◆ **EXERCISE DIRECTIONS**:
Before doing anything else, copy the entries below exactly.

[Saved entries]
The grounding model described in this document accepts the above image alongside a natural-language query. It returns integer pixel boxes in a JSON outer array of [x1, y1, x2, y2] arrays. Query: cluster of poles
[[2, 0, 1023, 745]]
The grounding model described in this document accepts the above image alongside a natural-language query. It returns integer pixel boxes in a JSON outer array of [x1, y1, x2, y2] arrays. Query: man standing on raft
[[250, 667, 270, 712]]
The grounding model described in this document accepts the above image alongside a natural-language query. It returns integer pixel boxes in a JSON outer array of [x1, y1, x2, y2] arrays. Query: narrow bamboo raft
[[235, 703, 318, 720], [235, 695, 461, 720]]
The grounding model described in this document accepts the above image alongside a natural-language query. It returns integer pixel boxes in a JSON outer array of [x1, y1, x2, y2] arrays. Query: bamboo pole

◆ **RESULT FOR THIS EXERCISE**:
The grounding model described in this document accepts the above image alongside a natural-language query. It returns integer pixel boxes in a JSON outer array of [x1, y1, x2, y2] arrays. Query: cluster of poles
[[2, 0, 1023, 745]]
The grounding model described in this document accepts the above image alongside a natural-language query. It returns integer pixel boxes in a JSON outer array of [x1, y1, x2, y2] arrays. Query: man standing on raft
[[250, 667, 270, 712]]
The grounding model described in this document accepts the above image alongside a natural-language query. It returns integer pixel boxes in a JSON outer array of [x1, y1, x2, y2] arrays. Query: narrow bamboo raft
[[235, 703, 318, 720], [235, 695, 461, 720]]
The grounding model described in this document accepts the above image alongside a natural-language query. It returns integer pixel boxes in a JSON outer array of [x1, y1, x2, y2] arrays. Query: bamboo pole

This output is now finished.